En toch kan het gebeuren, dat een diepe geschoktheid mensen in beweging brengt alsof dynamiet hen uit verste­ning los sloeg. Niet het dynamiet, dat menselijk geluk op blaast, maar het dynamiet van een gloeiende verontwaar­diging over wat mensen wordt aangedaan. Vorig jaar liep op 2 mei een Engelse toerist over de Weteringschans en zag, dat een vrouw in elkaar geslagen werd. Hij rende te hulp en kreeg haar vrij, werd zelf zwaar gewond. Op 4 mei stond het in de krant en ik dacht: alweer door Engelsen bevrijd. Maar er zijn verhalen van Amsterdammers, die de moed vonden om in het kritieke uur voor bedreigde stadgenoten en toeristen in te staan. In persoon in te staan. Waar de kracht vandaan komt, die ons zó bewogen maakt, daarover vertelt ieder een eigen verhaal uit eigen bronnen. Maar het gaat erom, dat zulke bewogenheid er is en de voorbeelden kunnen we elkaar niet vaak genoeg vertellen; die uit de Tweede Wereldoorlog in deze meidagen voorop.

• • •

▶ [Werkopdrachten]:
1. Over welke straat liep de Engelse toerist volgens het tekstfragment toen hij zag dat een vrouw in elkaar werd geslagen?
2. Vervolg het tekstfragment over burgermoed na de laatste zin.
Het materiaal heb je hiervoor niet nodig.

▶ [Aangeleverde gegevens]:
• • •

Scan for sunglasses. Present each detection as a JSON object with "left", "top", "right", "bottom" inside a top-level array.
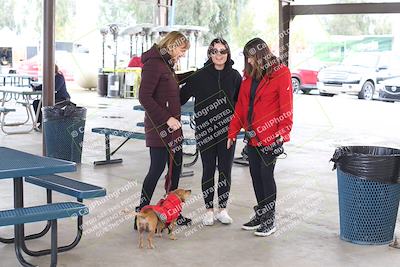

• • •

▶ [De resultaten]:
1. Over de Weteringschans.

2.
Zonder illusies. Want waarom staan de dapperen er zo dikwijls alleen voor? En zal de bewogenheid het ooit winnen? Mij spreekt het verhaal aan van de joodse man, die zijn vriend het beroemde Vredesvisioen voor houdt: “De leeuw en het lam slapen”. “O zeker,” zegt de vriend, “maar het lam doet de hele nacht geen oog dicht”. Want het is een visioen, geen werkelijkheid! Maar, zegt het verhaal, het visioen schept de werkelijkheid. Met een gene­reuze samenleving voor ogen, kunnen wij tegemoetkomende stappen zetten. Concreet: de parlementaire demo­cratie beschermen; en helpen, dat die er ook elders komt. En actueel: ons storten in een publiek debat over doel­treffende middelen tegen machtswellust en wreedheid. En contact houden met de Joegoslaven hier, die zo’n 6, 7 jaar geleden de gruwelen van de oorlog daar zijn ontvlucht, en dat zij niet in een isolement raken. En gastvrij zijn voor de verdre­venen, de ballingen. Wij hier in Amsterdam- Zuid hebben toch nogal wat ruimte over? In veel opzichten. Want we weten wat het is. Ooit werd er ruimte gemaakt voor ons, de ruimte van de vrijheid. Dit maakt ons bewogen, en wij proberen ons in die ruimte te bewegen.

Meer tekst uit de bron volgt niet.